--- START PAGE TEXT ---

3. THAT, the orders made on 7th day of July 2017 be stayed pending hearing and determination of the Application or intended Appeal/and further orders of the Court.
4. THAT, Honourable Court be pleased to grant orders or reliefs it deems fit and necessary to grant to meet the ends of justice.
2. The Application was supported by the affidavit of the applicant Joseph Njuguna Njoroge sworn on 12.9.17. The Respondent opposed the Application by way of her replying affidavit sworn on 3.10.17. Parties were directed to file their written submissions and timelines were given. The Respondent filed her submissions in good time but the Applicant filed his on the date the ruling was reserved. In the interest of justice, the Court has consider the submissions by both parties.
3. The time for filing an appeal in this Court from a subordinate Court is 30 days. This is stipulated in Section 79G of the Civil Procedure Act which provides:
Every appeal from a subordinate court to the High Court shall be filed within a period of thirty days from the date of the decree or order appealed against, excluding from such period any time which the lower court may certify as having been requisite for the preparation and delivery to the appellant of a copy of the decree or order:
Provided that an appeal may be admitted out of time if the appellant satisfies the court that he had good and sufficient cause for not filing the appeal in time.
4. Where a party intending to an appeal gets caught up and is unable to file the same within the stipulated time, such party may seek to have an appeal admitted out of time by invoking the proviso to Section 79G. The party must however satisfy the Court that he has good and sufficient reason for not filing the appeal on time.
5. In the present case, the Applicant’s reason for not filing the intended appeal on time is that the orders were made on 17.7.17 at the height of the 2017 general election and his counsel was actively involved in the same upcountry. Upon his return, the time for filing the Appeal had already elapsed. The Applicant contends that the delay is not inordinate.

--- END PAGE TEXT ---

→ REQUIRED WORK:
A - Under the court ruling, within what period must an appeal from a subordinate court to the High Court be filed?
B - Resume the court ruling from the point at which it ends.
The items that come after the court ruling bear no relation to it.

--- START SUPPLIED INFORMATION ---

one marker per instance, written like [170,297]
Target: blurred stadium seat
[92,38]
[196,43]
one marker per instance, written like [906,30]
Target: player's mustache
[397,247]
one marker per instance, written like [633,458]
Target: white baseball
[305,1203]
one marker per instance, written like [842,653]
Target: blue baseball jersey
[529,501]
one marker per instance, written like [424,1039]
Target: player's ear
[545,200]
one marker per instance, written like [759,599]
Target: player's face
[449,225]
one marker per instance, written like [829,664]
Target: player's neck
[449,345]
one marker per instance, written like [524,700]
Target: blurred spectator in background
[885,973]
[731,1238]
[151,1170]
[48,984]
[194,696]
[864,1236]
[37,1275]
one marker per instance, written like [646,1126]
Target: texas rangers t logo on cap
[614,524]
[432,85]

--- END SUPPLIED INFORMATION ---

→ THE RESPONSES:
A - Within thirty days from the date of the decree or order appealed against.

B -
6. An order for extension of the time to file an appeal is discretionary. Such discretion must however be exercised judicially. The factors to be considered in an application such as the present one were set out by the Court of Appeal in Aviation Cargo Support Limited v St. Mark Freight Services Limited  eKLR as follows:
“For the Court to exercise its discretion in favour of an applicant, the latter must demonstrate to the Court that the delay in lodging the record of appeal is not inordinate and where it is inordinate the applicant must give plausible explanation to the satisfaction of the Court why it occurred and what steps the applicant took to ensure that it came to Court as soon as was practicable.
7. The record shows that the orders were made on 11.7.17 while the Application was filed on 25.2.18. It would appear that the Applicants exceeded the stipulated period for filing the appeal by about 6 weeks. The delay cannot therefore be said to be inordinate.
8. On the question of stay the Court is mindful of the fact that this is a children’s matter. The Court is enjoined by Article 53(2) of the Constitution of Kenya 2010 to make orders that guarantee, secure and protect the best interests of the child. The Article provides as follows:
A child’s best interests are of paramount importance in every matter concerning the child.
9. Further, the Section 4(2) of the Children Act requires that in all actions concerning children undertaken by this Court the best interests of the child shall be a primary consideration:
“In all actions concerning children, whether undertaken by public or private social welfare institutions, courts of law, administrative authorities or legislative bodies, the best interests of the child shall be a primary consideration.
10. The order of 11.7.17 is for payment of maintenance and arrears of maintenance for the parties’ children. Should a stay be granted the children stand the risk of not having their needs met. It is therefore my finding that stay would militate against the best interest of the subject children.
11. Having considered all factors herein, I decline the prayer for stay of the orders of 11.7.17. I however allow the prayer for leave to file appeal out of time. The intended appeal shall be filed within the next 14 days, failing which the leave granted shall lapse. The Respondent shall have costs.
DATED, SIGNED and DELIVERED in MOMBASA this 7th day of September 2018.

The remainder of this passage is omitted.